# [REQUIREMENT]
Only one stretch of the data below is wanted: the lines from the one with "Provide an outline for every instance of the man in white" through the one with "Provide an outline for every instance of the blue", repeated exactly.

# [SUPPLIED MATERIAL]
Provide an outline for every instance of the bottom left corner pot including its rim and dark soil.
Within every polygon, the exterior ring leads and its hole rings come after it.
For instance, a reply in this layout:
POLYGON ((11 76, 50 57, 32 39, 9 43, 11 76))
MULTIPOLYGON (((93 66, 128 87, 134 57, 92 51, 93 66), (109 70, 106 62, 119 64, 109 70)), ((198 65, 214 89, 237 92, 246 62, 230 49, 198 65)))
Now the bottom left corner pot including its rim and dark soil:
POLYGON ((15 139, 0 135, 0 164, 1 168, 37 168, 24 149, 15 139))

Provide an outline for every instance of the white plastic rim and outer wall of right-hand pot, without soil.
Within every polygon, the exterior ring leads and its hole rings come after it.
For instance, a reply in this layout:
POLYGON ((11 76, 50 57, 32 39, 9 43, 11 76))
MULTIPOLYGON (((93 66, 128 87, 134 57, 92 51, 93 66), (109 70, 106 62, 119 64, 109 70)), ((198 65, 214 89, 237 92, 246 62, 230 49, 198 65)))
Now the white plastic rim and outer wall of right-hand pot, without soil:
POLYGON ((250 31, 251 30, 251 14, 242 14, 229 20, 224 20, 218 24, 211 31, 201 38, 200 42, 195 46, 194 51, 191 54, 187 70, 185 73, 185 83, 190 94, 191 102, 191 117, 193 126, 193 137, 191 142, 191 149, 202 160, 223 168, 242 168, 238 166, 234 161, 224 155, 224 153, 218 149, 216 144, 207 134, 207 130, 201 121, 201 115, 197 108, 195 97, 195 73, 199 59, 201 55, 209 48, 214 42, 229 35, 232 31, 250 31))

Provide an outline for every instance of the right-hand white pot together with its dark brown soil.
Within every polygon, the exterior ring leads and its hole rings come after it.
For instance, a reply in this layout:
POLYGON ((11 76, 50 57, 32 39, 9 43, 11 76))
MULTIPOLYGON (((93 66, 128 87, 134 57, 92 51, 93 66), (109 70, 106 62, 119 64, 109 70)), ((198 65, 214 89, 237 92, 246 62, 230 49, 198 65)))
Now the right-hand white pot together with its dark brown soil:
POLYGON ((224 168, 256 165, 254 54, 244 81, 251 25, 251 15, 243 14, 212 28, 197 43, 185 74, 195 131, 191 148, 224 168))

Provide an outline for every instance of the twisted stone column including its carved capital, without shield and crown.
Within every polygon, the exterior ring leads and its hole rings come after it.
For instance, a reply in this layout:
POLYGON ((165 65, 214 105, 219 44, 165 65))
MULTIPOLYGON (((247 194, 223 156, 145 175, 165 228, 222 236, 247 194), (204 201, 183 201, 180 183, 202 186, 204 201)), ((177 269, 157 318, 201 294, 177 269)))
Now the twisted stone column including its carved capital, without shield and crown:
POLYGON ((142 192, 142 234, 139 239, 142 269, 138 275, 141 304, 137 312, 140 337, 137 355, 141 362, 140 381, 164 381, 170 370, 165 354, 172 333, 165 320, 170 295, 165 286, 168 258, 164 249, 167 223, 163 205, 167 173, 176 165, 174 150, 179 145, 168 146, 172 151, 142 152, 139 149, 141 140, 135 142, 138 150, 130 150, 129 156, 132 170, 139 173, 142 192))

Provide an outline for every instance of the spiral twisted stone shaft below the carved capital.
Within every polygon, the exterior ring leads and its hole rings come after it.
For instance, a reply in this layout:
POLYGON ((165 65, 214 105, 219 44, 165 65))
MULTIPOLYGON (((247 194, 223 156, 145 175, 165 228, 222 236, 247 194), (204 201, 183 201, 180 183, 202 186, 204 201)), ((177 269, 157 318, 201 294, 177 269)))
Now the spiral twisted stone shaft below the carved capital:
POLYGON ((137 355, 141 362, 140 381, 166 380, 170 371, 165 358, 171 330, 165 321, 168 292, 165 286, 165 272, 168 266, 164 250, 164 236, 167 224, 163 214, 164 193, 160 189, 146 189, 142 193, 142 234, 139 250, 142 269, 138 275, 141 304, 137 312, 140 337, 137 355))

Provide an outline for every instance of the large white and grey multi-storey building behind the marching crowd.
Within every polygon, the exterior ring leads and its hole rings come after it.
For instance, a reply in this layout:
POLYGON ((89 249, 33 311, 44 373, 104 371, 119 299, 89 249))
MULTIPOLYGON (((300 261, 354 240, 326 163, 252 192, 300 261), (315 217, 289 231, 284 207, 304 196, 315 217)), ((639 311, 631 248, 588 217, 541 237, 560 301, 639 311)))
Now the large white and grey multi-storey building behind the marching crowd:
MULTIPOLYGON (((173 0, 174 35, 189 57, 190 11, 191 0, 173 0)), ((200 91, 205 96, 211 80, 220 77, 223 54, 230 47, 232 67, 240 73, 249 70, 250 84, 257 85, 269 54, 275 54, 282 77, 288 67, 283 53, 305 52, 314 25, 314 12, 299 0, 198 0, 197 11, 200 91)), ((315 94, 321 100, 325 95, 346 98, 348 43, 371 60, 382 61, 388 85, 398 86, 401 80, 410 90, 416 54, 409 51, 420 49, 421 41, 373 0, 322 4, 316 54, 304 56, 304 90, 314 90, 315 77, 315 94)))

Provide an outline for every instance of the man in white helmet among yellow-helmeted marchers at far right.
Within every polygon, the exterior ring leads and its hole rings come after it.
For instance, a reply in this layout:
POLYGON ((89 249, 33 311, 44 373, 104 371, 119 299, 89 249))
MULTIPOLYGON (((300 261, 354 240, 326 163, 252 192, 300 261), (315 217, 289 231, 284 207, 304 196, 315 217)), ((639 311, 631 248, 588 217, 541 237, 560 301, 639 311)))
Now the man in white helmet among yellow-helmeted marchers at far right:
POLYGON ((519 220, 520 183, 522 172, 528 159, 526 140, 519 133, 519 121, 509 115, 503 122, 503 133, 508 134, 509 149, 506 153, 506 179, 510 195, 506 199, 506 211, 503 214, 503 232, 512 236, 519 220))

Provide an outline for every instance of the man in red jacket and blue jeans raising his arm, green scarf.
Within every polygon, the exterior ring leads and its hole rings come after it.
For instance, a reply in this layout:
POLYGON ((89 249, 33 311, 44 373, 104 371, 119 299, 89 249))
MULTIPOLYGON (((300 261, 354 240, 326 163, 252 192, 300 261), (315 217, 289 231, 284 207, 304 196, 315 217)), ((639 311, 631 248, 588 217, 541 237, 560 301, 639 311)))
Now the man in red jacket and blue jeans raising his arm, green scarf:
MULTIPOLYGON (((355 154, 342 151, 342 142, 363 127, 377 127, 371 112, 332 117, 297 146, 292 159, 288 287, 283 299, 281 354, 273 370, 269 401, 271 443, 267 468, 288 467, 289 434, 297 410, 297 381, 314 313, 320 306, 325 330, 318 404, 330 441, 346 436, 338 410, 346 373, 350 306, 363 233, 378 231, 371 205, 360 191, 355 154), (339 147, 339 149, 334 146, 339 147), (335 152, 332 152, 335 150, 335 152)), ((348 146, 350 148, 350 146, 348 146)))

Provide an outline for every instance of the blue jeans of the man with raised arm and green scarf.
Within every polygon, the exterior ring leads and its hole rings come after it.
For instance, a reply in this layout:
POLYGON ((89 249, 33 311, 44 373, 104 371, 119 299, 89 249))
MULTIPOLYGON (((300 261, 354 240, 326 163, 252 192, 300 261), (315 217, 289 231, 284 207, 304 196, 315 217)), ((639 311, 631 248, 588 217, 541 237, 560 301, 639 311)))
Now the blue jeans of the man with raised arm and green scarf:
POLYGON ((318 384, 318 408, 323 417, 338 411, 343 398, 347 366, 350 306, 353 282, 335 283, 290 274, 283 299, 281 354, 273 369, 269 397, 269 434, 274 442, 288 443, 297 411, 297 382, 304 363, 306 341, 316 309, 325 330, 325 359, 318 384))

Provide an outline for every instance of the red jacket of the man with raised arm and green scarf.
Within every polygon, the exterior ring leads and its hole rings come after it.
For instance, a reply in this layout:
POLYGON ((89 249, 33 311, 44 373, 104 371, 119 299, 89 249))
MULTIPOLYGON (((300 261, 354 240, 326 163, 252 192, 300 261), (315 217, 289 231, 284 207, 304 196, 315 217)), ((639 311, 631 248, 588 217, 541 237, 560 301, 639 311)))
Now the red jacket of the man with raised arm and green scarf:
---
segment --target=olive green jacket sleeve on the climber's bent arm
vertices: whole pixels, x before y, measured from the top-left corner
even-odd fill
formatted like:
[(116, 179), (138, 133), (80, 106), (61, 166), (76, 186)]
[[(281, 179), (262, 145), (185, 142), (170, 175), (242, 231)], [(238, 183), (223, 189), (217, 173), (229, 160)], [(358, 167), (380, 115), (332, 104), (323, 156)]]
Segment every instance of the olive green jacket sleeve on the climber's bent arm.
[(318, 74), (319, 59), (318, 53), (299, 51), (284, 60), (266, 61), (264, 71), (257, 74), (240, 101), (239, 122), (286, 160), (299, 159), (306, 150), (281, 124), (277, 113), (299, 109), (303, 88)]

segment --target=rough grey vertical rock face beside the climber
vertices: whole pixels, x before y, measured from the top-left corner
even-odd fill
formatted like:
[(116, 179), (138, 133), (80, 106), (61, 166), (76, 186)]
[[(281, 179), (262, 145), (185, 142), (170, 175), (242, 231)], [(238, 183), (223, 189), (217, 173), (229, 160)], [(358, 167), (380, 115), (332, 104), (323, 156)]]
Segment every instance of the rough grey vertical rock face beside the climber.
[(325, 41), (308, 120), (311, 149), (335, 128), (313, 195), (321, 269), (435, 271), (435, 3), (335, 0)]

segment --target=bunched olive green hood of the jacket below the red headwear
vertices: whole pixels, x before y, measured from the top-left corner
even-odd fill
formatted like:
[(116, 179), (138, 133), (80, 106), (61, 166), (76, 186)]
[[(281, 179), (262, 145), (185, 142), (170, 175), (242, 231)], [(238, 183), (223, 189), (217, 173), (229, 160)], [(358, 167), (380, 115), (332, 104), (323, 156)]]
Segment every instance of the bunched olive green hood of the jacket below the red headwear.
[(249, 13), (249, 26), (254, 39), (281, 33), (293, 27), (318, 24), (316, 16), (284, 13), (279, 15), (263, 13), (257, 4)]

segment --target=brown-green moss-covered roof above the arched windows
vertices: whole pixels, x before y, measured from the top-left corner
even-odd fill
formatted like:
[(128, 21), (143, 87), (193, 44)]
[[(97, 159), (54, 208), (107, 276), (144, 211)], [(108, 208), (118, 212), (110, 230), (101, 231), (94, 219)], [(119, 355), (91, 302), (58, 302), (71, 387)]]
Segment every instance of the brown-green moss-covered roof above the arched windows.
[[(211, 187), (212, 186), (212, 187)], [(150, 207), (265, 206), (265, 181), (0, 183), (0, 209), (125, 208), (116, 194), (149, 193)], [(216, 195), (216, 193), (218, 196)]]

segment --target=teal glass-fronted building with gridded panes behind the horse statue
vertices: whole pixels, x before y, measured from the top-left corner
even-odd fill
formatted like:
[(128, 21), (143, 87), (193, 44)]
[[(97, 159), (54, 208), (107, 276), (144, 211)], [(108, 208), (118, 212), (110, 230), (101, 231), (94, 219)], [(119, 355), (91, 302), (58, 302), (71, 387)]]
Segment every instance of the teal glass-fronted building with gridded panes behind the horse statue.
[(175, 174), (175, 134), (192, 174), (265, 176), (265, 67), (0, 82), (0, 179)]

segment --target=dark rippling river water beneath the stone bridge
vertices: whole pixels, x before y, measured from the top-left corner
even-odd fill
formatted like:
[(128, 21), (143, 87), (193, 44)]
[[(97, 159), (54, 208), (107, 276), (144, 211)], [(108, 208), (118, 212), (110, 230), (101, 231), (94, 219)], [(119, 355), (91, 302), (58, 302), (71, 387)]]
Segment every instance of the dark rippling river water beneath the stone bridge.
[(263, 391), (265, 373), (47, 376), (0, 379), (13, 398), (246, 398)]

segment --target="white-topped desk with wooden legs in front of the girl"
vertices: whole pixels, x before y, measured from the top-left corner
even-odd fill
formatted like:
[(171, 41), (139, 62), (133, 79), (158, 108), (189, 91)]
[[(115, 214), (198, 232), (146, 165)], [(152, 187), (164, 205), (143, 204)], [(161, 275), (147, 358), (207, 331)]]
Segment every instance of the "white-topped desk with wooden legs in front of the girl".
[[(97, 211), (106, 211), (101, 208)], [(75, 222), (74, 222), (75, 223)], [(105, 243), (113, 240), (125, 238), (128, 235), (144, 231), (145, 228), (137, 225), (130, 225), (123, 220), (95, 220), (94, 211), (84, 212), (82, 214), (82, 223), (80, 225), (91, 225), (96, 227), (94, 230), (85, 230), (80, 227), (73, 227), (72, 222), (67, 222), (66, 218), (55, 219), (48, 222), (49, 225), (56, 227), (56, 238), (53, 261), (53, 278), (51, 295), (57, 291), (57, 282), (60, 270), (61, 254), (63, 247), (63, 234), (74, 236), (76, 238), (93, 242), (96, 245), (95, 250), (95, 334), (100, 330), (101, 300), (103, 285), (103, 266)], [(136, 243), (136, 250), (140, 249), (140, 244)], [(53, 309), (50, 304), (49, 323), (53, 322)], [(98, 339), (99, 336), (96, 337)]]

# [RESPONSE BELOW]
Provide an outline for every instance of the man in white helmet among yellow-helmeted marchers at far right.
Within every polygon, the exterior ring leads and its hole rings come after it.
For instance, a reply in this layout:
POLYGON ((89 249, 33 311, 44 373, 104 371, 119 299, 89 249))
MULTIPOLYGON (((300 261, 354 240, 326 163, 252 192, 300 261), (315 217, 289 231, 284 207, 304 196, 315 217)), ((639 311, 631 248, 588 217, 541 237, 560 301, 639 311)))
Now the man in white helmet among yellow-helmeted marchers at far right:
POLYGON ((519 220, 520 183, 522 172, 528 159, 526 140, 519 133, 519 121, 509 115, 503 122, 503 133, 508 134, 509 149, 506 153, 506 179, 510 195, 506 199, 506 211, 503 214, 503 232, 512 236, 519 220))

Provide an outline for every instance of the man in red jacket and blue jeans raising his arm, green scarf.
Within every polygon, the exterior ring leads and its hole rings come after it.
For instance, a reply in this layout:
POLYGON ((89 249, 33 311, 44 373, 104 371, 119 299, 89 249))
MULTIPOLYGON (((300 261, 354 240, 326 163, 252 192, 300 261), (315 217, 289 231, 284 207, 304 196, 315 217)), ((639 311, 631 248, 588 217, 541 237, 560 301, 639 311)))
Now the man in red jacket and blue jeans raising his arm, green scarf:
MULTIPOLYGON (((355 154, 342 151, 342 142, 363 127, 377 127, 371 112, 332 117, 297 146, 292 159, 288 287, 283 299, 281 354, 273 370, 269 401, 271 443, 267 468, 288 467, 289 434, 297 410, 297 381, 314 313, 320 306, 325 330, 318 404, 330 441, 346 436, 338 410, 346 373, 350 306, 363 233, 378 231, 371 205, 360 191, 355 154), (339 147, 339 149, 334 146, 339 147), (335 152, 332 152, 335 150, 335 152)), ((348 146, 350 148, 350 146, 348 146)))

Provide an outline for every instance of the blue jeans of the man with raised arm and green scarf.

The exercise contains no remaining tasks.